• [Aim of the task]
What you give back should be only the lines from the one holding "Target: grape bunch" through the final line of the records, each reproduced exactly.

• [Source data]
================================

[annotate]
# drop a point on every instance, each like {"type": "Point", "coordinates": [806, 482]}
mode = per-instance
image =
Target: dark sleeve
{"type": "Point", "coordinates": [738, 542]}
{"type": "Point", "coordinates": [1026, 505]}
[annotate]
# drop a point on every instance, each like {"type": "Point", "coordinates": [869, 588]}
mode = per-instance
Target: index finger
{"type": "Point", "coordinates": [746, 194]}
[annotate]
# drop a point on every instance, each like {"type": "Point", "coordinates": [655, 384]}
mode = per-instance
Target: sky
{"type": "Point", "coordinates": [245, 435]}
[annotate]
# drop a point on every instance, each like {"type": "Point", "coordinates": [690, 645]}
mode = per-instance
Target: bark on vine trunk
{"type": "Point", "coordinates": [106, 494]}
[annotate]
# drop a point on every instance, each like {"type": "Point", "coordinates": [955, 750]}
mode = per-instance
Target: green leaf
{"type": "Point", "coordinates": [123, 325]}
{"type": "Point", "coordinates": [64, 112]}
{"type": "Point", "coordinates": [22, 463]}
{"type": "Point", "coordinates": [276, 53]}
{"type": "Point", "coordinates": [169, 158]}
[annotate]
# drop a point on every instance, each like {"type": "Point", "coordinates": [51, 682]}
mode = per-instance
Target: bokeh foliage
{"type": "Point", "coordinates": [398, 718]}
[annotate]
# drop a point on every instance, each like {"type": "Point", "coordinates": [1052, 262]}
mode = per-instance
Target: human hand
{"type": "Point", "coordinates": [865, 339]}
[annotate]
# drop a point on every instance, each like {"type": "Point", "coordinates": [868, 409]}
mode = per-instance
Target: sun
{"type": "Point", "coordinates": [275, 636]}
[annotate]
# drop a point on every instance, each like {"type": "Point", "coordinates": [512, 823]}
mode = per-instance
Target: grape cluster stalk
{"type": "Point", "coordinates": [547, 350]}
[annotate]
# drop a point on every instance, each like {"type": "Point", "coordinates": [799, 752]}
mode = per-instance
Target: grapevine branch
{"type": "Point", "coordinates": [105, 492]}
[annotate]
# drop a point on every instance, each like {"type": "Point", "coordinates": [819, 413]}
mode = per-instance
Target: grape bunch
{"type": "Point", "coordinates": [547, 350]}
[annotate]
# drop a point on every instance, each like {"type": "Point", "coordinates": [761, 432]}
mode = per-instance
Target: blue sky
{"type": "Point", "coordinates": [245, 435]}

================================

• [Exercise response]
Target: grape bunch
{"type": "Point", "coordinates": [547, 350]}
[annotate]
# drop a point on every instance, each like {"type": "Point", "coordinates": [761, 432]}
mode = per-instance
Target: blue sky
{"type": "Point", "coordinates": [245, 435]}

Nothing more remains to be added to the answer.